What is required:
Each record must be repeated exactly. None may be dropped.

##############################

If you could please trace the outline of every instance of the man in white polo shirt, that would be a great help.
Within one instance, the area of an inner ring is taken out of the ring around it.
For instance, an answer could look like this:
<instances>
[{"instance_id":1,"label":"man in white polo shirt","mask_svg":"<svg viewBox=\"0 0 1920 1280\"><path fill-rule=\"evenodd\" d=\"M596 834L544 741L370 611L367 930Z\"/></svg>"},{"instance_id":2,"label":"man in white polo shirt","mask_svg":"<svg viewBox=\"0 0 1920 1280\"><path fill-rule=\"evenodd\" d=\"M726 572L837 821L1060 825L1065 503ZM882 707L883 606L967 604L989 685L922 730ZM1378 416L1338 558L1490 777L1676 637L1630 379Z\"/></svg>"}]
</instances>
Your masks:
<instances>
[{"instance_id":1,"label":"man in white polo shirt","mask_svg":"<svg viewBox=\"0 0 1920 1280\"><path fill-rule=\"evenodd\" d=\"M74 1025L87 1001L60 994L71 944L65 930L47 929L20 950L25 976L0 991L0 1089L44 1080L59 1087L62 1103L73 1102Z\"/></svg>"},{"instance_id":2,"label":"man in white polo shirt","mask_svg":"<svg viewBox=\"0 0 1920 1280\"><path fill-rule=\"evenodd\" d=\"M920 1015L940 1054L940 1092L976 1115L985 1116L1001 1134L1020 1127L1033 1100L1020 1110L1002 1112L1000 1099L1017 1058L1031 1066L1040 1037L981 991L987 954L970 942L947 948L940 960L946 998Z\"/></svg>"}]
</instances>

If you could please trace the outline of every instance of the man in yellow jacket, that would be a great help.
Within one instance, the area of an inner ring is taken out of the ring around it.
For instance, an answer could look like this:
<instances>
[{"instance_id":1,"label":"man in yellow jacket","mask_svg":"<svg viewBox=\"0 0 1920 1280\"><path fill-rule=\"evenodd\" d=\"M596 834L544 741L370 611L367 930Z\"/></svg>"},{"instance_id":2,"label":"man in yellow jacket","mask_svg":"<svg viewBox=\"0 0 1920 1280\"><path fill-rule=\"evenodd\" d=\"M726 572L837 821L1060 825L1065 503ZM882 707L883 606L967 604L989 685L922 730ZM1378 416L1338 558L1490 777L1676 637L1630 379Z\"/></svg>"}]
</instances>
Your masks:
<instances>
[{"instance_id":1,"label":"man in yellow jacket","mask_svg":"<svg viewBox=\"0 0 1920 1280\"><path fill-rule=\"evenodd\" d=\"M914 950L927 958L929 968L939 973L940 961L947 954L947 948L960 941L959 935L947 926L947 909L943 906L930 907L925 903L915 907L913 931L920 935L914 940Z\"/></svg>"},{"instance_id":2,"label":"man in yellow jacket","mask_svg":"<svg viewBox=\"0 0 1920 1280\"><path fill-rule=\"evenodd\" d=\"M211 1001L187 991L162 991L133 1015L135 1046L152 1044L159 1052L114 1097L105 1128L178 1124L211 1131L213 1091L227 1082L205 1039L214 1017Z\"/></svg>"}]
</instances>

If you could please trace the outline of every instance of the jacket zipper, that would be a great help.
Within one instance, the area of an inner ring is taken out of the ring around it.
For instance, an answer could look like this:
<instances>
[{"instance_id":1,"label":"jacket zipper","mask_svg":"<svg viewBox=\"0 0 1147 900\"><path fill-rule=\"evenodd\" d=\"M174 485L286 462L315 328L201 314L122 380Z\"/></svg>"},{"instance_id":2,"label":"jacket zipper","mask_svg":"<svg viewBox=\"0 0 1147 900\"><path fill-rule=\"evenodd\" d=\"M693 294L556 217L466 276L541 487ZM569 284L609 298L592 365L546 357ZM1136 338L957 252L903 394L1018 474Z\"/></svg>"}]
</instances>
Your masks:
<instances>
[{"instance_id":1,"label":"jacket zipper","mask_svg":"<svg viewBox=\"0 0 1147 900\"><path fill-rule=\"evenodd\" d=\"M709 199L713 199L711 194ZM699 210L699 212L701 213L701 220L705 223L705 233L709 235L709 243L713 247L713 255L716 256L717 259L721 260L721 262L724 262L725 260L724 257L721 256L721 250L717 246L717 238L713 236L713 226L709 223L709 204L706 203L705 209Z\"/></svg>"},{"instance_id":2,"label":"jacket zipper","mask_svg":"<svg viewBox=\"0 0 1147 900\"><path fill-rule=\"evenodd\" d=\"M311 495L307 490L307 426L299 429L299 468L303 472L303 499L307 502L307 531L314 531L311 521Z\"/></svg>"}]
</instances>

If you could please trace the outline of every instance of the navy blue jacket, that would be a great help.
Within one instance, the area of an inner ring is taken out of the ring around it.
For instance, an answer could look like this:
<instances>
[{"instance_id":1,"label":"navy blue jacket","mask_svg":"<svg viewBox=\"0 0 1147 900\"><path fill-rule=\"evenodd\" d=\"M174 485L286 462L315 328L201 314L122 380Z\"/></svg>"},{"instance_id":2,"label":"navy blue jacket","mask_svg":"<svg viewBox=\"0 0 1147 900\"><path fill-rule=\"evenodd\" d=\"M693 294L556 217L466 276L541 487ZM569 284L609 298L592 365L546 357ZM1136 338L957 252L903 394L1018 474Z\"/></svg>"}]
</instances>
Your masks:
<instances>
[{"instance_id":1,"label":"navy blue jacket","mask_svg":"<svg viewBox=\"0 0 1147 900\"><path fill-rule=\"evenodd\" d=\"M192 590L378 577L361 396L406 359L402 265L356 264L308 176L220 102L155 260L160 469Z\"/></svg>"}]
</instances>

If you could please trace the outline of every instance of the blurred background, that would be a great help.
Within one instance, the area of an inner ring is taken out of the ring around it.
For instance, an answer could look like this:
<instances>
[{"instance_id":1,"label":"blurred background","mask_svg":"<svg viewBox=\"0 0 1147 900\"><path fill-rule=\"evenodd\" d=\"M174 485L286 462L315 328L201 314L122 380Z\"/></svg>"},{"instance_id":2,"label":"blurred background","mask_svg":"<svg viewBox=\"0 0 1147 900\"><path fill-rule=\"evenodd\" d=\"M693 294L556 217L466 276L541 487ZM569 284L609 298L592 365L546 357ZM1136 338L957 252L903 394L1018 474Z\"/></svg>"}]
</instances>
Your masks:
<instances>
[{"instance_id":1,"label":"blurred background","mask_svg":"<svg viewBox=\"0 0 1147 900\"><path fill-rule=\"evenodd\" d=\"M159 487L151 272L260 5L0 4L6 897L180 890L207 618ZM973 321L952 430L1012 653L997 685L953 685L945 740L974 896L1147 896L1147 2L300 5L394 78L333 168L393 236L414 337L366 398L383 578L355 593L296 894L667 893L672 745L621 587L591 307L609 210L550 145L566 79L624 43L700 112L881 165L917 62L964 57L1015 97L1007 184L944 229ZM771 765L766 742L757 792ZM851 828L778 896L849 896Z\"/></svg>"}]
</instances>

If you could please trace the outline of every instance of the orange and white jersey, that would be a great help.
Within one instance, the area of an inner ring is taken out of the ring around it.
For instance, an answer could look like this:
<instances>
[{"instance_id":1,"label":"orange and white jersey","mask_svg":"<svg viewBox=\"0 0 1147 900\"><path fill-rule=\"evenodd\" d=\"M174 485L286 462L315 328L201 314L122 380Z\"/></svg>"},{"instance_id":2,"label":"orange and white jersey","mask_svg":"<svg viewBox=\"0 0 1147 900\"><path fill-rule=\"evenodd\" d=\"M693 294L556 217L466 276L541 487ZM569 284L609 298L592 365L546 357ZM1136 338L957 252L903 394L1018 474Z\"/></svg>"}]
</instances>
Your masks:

##############################

Result for this exercise:
If you could please trace the outline of every instance of the man in white polo shirt, that would be a great help.
Within one instance, the area of an inner ring is taken out of the ring around it.
For instance, an answer could look like this:
<instances>
[{"instance_id":1,"label":"man in white polo shirt","mask_svg":"<svg viewBox=\"0 0 1920 1280\"><path fill-rule=\"evenodd\" d=\"M596 834L544 741L370 611L367 930Z\"/></svg>"},{"instance_id":2,"label":"man in white polo shirt","mask_svg":"<svg viewBox=\"0 0 1920 1280\"><path fill-rule=\"evenodd\" d=\"M726 572L837 821L1060 825L1065 503ZM882 707L883 606L967 604L989 685L922 730ZM1378 416L1338 558L1490 777L1676 637L1630 379Z\"/></svg>"}]
</instances>
Your masks:
<instances>
[{"instance_id":1,"label":"man in white polo shirt","mask_svg":"<svg viewBox=\"0 0 1920 1280\"><path fill-rule=\"evenodd\" d=\"M74 1025L87 1001L60 994L71 944L65 930L47 929L20 950L25 976L0 991L0 1089L44 1080L59 1087L62 1103L73 1102Z\"/></svg>"},{"instance_id":2,"label":"man in white polo shirt","mask_svg":"<svg viewBox=\"0 0 1920 1280\"><path fill-rule=\"evenodd\" d=\"M920 1015L940 1054L940 1092L976 1115L985 1116L1001 1134L1020 1127L1033 1100L1020 1110L1002 1112L1000 1099L1017 1058L1031 1066L1040 1037L981 991L987 954L970 942L947 948L940 960L946 998Z\"/></svg>"}]
</instances>

If you could please trace the outline of every instance of the man in yellow jacket, that would be a great help.
Within one instance, the area of an inner ring is taken out of the ring around it.
For instance, an answer could look like this:
<instances>
[{"instance_id":1,"label":"man in yellow jacket","mask_svg":"<svg viewBox=\"0 0 1920 1280\"><path fill-rule=\"evenodd\" d=\"M596 834L544 741L370 611L367 930Z\"/></svg>"},{"instance_id":2,"label":"man in yellow jacket","mask_svg":"<svg viewBox=\"0 0 1920 1280\"><path fill-rule=\"evenodd\" d=\"M726 572L837 821L1060 825L1065 503ZM882 707L883 606L967 604L989 685L922 730ZM1378 416L1338 558L1490 777L1676 637L1630 379Z\"/></svg>"}]
</instances>
Your masks:
<instances>
[{"instance_id":1,"label":"man in yellow jacket","mask_svg":"<svg viewBox=\"0 0 1920 1280\"><path fill-rule=\"evenodd\" d=\"M914 950L927 958L929 968L939 973L940 961L947 954L947 948L960 941L959 935L947 926L947 909L943 906L930 907L925 903L915 907L913 931L920 935L914 940Z\"/></svg>"},{"instance_id":2,"label":"man in yellow jacket","mask_svg":"<svg viewBox=\"0 0 1920 1280\"><path fill-rule=\"evenodd\" d=\"M211 1001L187 991L162 991L133 1015L135 1046L152 1044L159 1052L114 1097L105 1128L178 1124L211 1131L213 1091L227 1082L205 1039L214 1017Z\"/></svg>"}]
</instances>

If you could please trace the outline of every instance of the jacket zipper, that would be a great help.
Within one instance, the area of an inner ring is taken out of the ring around it.
For instance, an answer could look like this:
<instances>
[{"instance_id":1,"label":"jacket zipper","mask_svg":"<svg viewBox=\"0 0 1147 900\"><path fill-rule=\"evenodd\" d=\"M174 485L286 462L315 328L201 314L122 380Z\"/></svg>"},{"instance_id":2,"label":"jacket zipper","mask_svg":"<svg viewBox=\"0 0 1147 900\"><path fill-rule=\"evenodd\" d=\"M693 294L556 217L466 276L541 487ZM569 284L609 298L592 365L546 357ZM1136 338L957 252L903 394L1018 474Z\"/></svg>"}]
</instances>
Your masks:
<instances>
[{"instance_id":1,"label":"jacket zipper","mask_svg":"<svg viewBox=\"0 0 1147 900\"><path fill-rule=\"evenodd\" d=\"M709 199L713 199L711 194ZM699 210L699 212L701 213L701 220L705 223L705 233L709 235L709 243L713 247L713 255L716 256L717 259L721 260L721 262L724 262L725 260L724 257L721 256L721 250L717 246L717 238L713 236L713 226L709 223L709 204L706 203L705 209Z\"/></svg>"},{"instance_id":2,"label":"jacket zipper","mask_svg":"<svg viewBox=\"0 0 1147 900\"><path fill-rule=\"evenodd\" d=\"M311 495L307 490L307 426L299 429L299 468L303 472L303 499L307 502L307 531L314 531L311 521Z\"/></svg>"}]
</instances>

If you could please trace the outline of every instance of the navy blue jacket, that would be a great help.
Within one instance, the area of an inner ring is taken out of the ring around it.
For instance, an answer could look like this:
<instances>
[{"instance_id":1,"label":"navy blue jacket","mask_svg":"<svg viewBox=\"0 0 1147 900\"><path fill-rule=\"evenodd\" d=\"M174 485L286 462L315 328L201 314L122 380Z\"/></svg>"},{"instance_id":2,"label":"navy blue jacket","mask_svg":"<svg viewBox=\"0 0 1147 900\"><path fill-rule=\"evenodd\" d=\"M693 294L556 217L466 276L541 487ZM569 284L609 298L592 365L546 357ZM1136 338L957 252L903 394L1018 474Z\"/></svg>"}]
</instances>
Your masks:
<instances>
[{"instance_id":1,"label":"navy blue jacket","mask_svg":"<svg viewBox=\"0 0 1147 900\"><path fill-rule=\"evenodd\" d=\"M192 590L378 577L361 396L406 359L402 265L356 264L308 176L220 102L155 260L160 469Z\"/></svg>"}]
</instances>

If you could please trace the outline of every instance of the blurred background, that would be a great help.
Within one instance, the area of an inner ring is taken out of the ring around it.
For instance, an answer could look like this:
<instances>
[{"instance_id":1,"label":"blurred background","mask_svg":"<svg viewBox=\"0 0 1147 900\"><path fill-rule=\"evenodd\" d=\"M174 485L286 462L315 328L201 314L122 380Z\"/></svg>"},{"instance_id":2,"label":"blurred background","mask_svg":"<svg viewBox=\"0 0 1147 900\"><path fill-rule=\"evenodd\" d=\"M693 294L556 217L466 276L541 487ZM569 284L609 298L592 365L546 357ZM1136 338L957 252L903 394L1018 474Z\"/></svg>"}]
</instances>
Your masks:
<instances>
[{"instance_id":1,"label":"blurred background","mask_svg":"<svg viewBox=\"0 0 1147 900\"><path fill-rule=\"evenodd\" d=\"M159 487L151 272L260 5L0 4L6 897L180 890L207 618ZM973 321L952 430L1012 653L997 685L953 685L945 740L974 896L1147 896L1147 2L300 5L394 78L333 168L393 236L414 337L366 398L383 578L355 593L296 894L667 893L672 745L621 587L591 307L609 210L550 145L566 79L624 43L700 112L881 165L917 62L964 57L1015 97L1007 184L944 229ZM771 765L766 742L757 792ZM851 828L778 896L849 896Z\"/></svg>"}]
</instances>

If you could please trace the outline of every instance of the orange and white jersey, that would be a great help.
Within one instance, the area of an inner ring is taken out of the ring around it.
For instance, an answer could look like this:
<instances>
[{"instance_id":1,"label":"orange and white jersey","mask_svg":"<svg viewBox=\"0 0 1147 900\"><path fill-rule=\"evenodd\" d=\"M174 485L286 462L315 328L201 314L122 380Z\"/></svg>"},{"instance_id":2,"label":"orange and white jersey","mask_svg":"<svg viewBox=\"0 0 1147 900\"><path fill-rule=\"evenodd\" d=\"M693 294L556 217L466 276L541 487ZM569 284L609 298L592 365L546 357ZM1136 338L957 252L903 394L1018 474Z\"/></svg>"}]
</instances>
Your masks:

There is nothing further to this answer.